→ **Stated task**: Transcribe, with no changes, the lines among the items below starting at the line containing "Detect the calm" and ending at the line containing "[0,126,65,140]", both included. Give only those lines.

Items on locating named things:
════════════════

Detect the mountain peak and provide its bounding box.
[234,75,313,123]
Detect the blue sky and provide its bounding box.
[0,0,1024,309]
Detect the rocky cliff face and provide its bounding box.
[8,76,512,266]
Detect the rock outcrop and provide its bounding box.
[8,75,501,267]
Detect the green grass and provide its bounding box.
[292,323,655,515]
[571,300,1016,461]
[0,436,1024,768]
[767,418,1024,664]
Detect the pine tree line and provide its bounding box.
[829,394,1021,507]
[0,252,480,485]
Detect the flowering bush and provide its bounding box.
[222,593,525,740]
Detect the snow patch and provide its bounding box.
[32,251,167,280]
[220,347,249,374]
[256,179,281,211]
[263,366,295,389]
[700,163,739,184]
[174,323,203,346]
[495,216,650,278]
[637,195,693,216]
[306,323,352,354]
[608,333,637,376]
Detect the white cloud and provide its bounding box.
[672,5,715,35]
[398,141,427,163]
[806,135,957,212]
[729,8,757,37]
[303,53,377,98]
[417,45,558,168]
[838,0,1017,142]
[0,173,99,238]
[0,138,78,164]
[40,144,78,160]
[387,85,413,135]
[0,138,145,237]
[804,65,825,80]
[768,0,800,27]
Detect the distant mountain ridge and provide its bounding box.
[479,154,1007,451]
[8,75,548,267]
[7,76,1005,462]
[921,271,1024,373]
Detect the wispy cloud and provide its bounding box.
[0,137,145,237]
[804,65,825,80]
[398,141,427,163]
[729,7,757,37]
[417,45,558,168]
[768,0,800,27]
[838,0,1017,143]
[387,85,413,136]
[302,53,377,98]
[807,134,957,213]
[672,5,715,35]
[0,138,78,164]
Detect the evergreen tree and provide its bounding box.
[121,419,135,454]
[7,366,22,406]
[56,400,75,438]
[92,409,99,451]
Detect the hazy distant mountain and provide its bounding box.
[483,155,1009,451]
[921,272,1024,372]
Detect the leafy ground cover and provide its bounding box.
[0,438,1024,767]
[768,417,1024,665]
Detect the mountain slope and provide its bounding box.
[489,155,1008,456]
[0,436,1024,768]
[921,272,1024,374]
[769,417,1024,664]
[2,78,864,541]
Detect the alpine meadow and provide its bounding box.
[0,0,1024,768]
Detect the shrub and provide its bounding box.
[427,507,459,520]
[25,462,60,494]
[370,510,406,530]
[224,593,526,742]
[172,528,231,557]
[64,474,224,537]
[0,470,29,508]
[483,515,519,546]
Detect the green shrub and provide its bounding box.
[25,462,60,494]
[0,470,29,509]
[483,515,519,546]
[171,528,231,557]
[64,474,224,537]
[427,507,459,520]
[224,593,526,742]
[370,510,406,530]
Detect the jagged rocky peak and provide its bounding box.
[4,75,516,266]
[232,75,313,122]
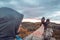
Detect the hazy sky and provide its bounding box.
[0,0,60,21]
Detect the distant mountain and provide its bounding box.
[19,22,60,39]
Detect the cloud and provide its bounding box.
[0,0,60,20]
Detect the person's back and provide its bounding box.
[0,7,23,40]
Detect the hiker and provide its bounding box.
[0,7,23,40]
[40,17,45,26]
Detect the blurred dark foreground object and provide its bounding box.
[0,7,23,40]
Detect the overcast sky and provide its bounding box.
[0,0,60,21]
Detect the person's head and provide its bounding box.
[46,19,50,23]
[41,17,45,23]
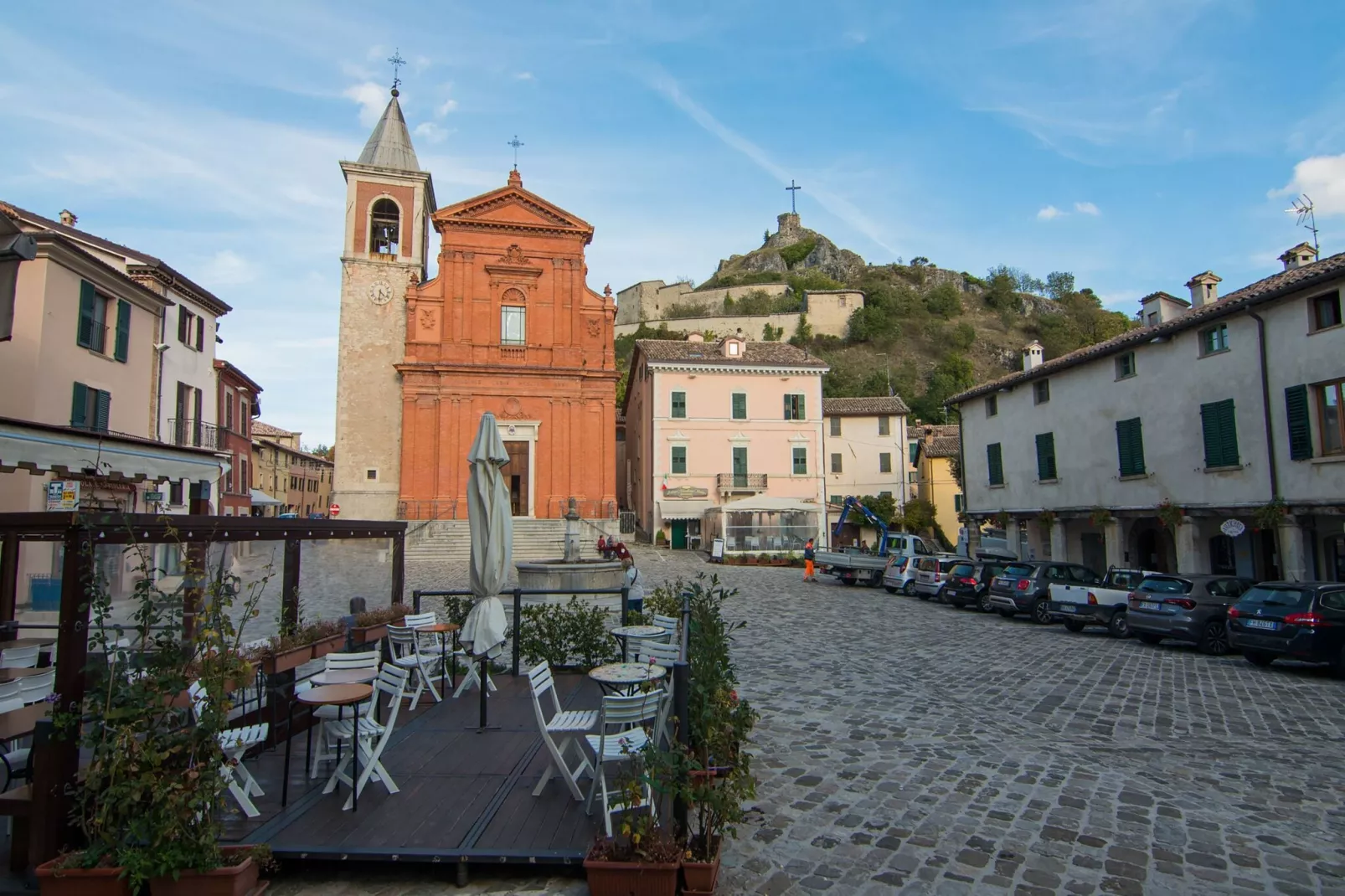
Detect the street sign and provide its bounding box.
[47,479,80,512]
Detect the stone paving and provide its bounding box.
[271,540,1345,896]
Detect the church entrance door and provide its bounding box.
[504,441,533,517]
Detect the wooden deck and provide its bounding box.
[224,672,602,863]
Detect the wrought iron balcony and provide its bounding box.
[714,474,766,492]
[162,417,224,448]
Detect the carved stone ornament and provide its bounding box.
[368,280,393,306]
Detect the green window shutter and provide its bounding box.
[1285,386,1312,460]
[111,299,131,362]
[1116,417,1145,476]
[1037,432,1056,479]
[70,382,89,430]
[75,280,98,348]
[1200,399,1238,466]
[93,389,111,432]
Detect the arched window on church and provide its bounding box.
[500,289,528,346]
[368,198,402,255]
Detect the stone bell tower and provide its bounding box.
[332,86,435,519]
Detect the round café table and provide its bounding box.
[589,663,668,693]
[280,683,374,811]
[415,623,461,697]
[612,626,668,662]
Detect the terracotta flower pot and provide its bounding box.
[36,858,131,896]
[682,840,724,894]
[313,635,346,659]
[149,847,260,896]
[584,858,678,896]
[261,645,313,676]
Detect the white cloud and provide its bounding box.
[342,80,388,128]
[1265,153,1345,215]
[650,71,897,255]
[411,121,448,142]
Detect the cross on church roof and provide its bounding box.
[388,49,406,97]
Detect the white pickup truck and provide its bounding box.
[1046,568,1149,638]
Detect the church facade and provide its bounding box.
[332,93,617,519]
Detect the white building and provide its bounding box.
[822,395,910,543]
[950,244,1345,579]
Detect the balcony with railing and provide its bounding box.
[714,474,766,494]
[162,417,226,450]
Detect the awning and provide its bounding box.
[659,501,717,519]
[0,420,219,481]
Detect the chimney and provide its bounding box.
[1186,270,1224,308]
[1279,242,1317,270]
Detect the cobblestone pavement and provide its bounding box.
[254,550,1345,896]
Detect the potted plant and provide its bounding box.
[48,527,271,894]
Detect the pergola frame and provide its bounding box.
[0,512,406,867]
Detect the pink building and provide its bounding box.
[623,333,827,553]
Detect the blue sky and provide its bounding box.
[0,0,1345,444]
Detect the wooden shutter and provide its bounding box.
[1116,417,1145,476]
[75,280,98,348]
[1200,399,1238,466]
[1285,386,1312,460]
[93,389,111,432]
[1037,432,1056,479]
[70,382,89,430]
[986,441,1005,486]
[111,299,131,362]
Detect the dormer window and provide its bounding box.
[368,198,402,255]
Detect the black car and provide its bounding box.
[939,559,1005,612]
[1228,581,1345,678]
[1126,574,1255,657]
[990,559,1101,626]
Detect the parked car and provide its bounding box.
[1048,568,1149,638]
[990,559,1101,626]
[912,554,967,600]
[940,559,1005,612]
[1228,581,1345,678]
[883,557,916,595]
[1127,573,1255,657]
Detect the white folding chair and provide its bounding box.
[308,650,378,778]
[187,681,269,818]
[654,614,678,645]
[322,665,410,810]
[528,661,599,802]
[0,645,40,668]
[18,668,56,706]
[584,690,663,837]
[388,626,444,712]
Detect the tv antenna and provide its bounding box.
[1285,193,1321,251]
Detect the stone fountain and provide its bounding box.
[513,497,626,610]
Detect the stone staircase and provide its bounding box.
[406,517,617,564]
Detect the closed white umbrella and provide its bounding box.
[460,412,513,728]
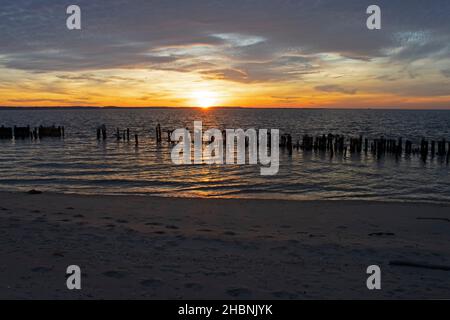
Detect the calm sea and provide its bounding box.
[0,109,450,202]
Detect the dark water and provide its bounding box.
[0,109,450,202]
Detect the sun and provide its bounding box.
[192,90,217,109]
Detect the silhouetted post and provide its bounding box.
[431,140,436,158]
[156,123,162,143]
[405,140,412,155]
[287,134,292,155]
[447,142,450,165]
[102,125,107,140]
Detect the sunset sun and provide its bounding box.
[193,91,217,109]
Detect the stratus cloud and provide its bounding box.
[315,85,357,94]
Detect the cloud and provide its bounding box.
[315,85,356,94]
[0,0,450,106]
[441,69,450,78]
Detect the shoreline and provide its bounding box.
[0,189,450,207]
[0,192,450,299]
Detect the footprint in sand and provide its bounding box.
[227,288,252,298]
[145,222,162,226]
[103,270,128,279]
[140,279,163,288]
[31,267,52,273]
[272,291,298,300]
[184,282,203,291]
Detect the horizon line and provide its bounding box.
[0,106,450,111]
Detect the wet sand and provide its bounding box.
[0,193,450,299]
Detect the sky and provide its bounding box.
[0,0,450,109]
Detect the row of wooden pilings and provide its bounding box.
[280,134,450,163]
[0,123,450,163]
[0,126,65,140]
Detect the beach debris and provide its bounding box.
[103,270,128,279]
[389,260,450,271]
[27,189,42,195]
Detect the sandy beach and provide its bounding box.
[0,193,450,299]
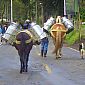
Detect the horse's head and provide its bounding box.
[50,23,67,58]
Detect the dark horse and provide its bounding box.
[13,30,33,73]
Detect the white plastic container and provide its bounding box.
[61,17,74,33]
[44,17,54,31]
[2,22,17,40]
[31,23,46,39]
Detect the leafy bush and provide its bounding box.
[65,30,79,45]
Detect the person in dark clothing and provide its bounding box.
[41,37,49,57]
[79,43,84,59]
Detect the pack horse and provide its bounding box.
[13,30,33,73]
[50,18,67,59]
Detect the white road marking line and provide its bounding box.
[43,63,52,74]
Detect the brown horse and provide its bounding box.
[50,23,67,59]
[13,30,33,73]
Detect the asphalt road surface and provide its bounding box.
[0,41,85,85]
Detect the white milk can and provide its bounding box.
[31,23,46,39]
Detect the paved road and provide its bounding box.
[0,39,85,85]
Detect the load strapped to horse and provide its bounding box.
[44,16,74,59]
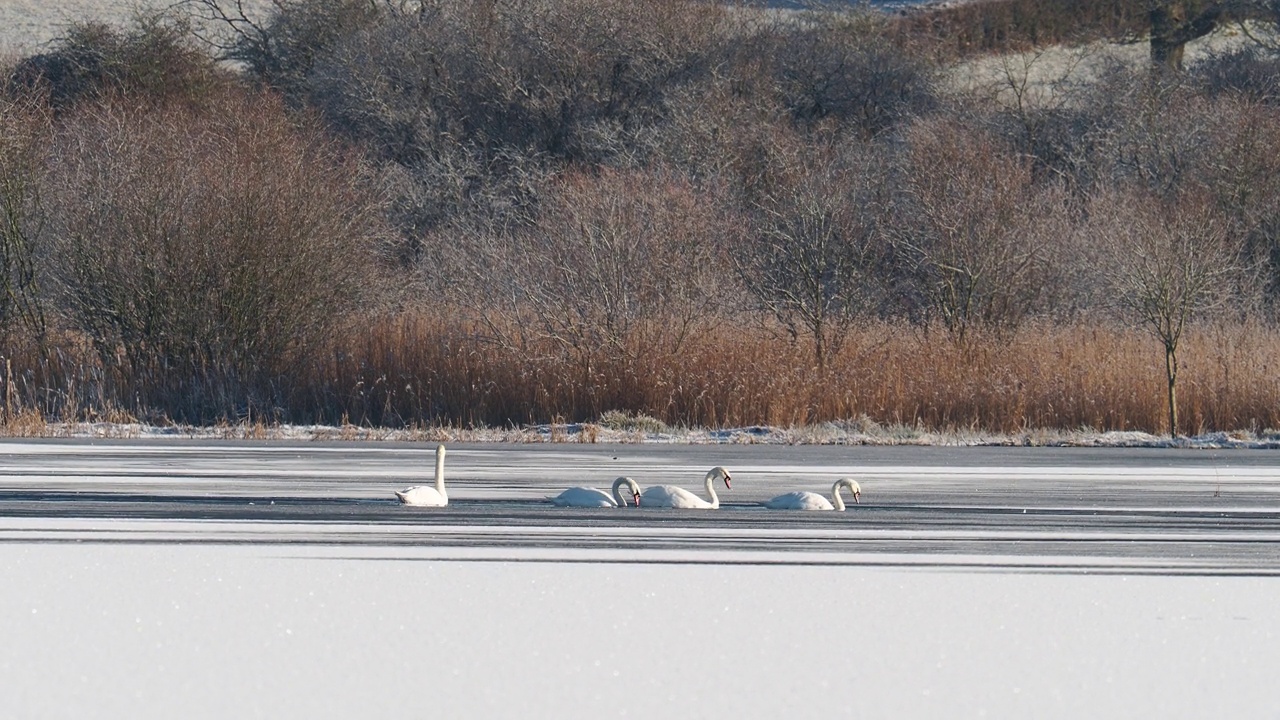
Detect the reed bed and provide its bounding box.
[0,313,1280,434]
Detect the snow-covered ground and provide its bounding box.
[0,438,1280,719]
[0,542,1280,719]
[13,419,1280,448]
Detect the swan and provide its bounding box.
[764,478,863,510]
[547,478,640,507]
[640,466,733,510]
[396,445,449,507]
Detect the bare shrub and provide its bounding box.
[733,133,887,370]
[177,0,378,101]
[1192,46,1280,105]
[49,89,378,420]
[888,120,1068,343]
[471,170,732,374]
[8,12,232,110]
[0,94,52,345]
[736,8,937,137]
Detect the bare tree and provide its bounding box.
[1084,188,1249,437]
[45,95,381,420]
[735,135,884,370]
[0,94,52,338]
[890,120,1064,343]
[470,165,732,373]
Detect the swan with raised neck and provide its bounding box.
[396,445,449,507]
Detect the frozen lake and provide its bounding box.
[0,439,1280,719]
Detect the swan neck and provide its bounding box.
[435,447,448,497]
[613,478,640,507]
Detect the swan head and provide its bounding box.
[613,477,640,507]
[838,478,863,503]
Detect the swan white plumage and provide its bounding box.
[640,466,733,510]
[764,478,863,510]
[547,478,640,507]
[396,445,449,507]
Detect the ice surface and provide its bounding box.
[0,439,1280,719]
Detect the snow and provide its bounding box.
[0,437,1280,720]
[0,543,1280,719]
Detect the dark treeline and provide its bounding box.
[0,0,1280,432]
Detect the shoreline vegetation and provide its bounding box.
[0,0,1280,438]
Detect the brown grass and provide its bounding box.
[0,314,1280,438]
[293,308,1280,433]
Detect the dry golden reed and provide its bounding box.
[0,313,1280,438]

════════════════

→ **Answer to the problem**:
Detect the calm sea and provide its bounding box.
[0,109,450,202]
Detect the dark water and provide its bounding box.
[0,109,450,202]
Detect the sun and provide its bounding box.
[192,90,217,109]
Detect the silhouetted post and provide its bounding box.
[431,140,436,158]
[156,123,162,143]
[405,140,412,155]
[287,134,292,155]
[447,142,450,165]
[102,125,107,140]
Detect the sunset sun and provide its bounding box.
[193,91,217,109]
Detect the stratus cloud and provide its bounding box.
[315,85,357,94]
Detect the cloud and provide its bounding box.
[315,85,356,94]
[0,0,450,106]
[441,69,450,78]
Detect the shoreline and provide its bounding box.
[0,189,450,207]
[0,192,450,299]
Detect the footprint in sand and provide its bounding box.
[227,288,252,298]
[145,222,162,226]
[103,270,128,279]
[140,279,163,288]
[31,267,52,273]
[272,291,298,300]
[184,282,203,291]
Detect the horizon line and provide its bounding box.
[0,106,450,111]
Detect the wet sand and provide its bounding box.
[0,193,450,299]
Detect the sky and provide its bounding box.
[0,0,450,109]
Detect the row of wooden pilings and provide its bounding box.
[280,134,450,163]
[0,123,450,163]
[0,126,65,140]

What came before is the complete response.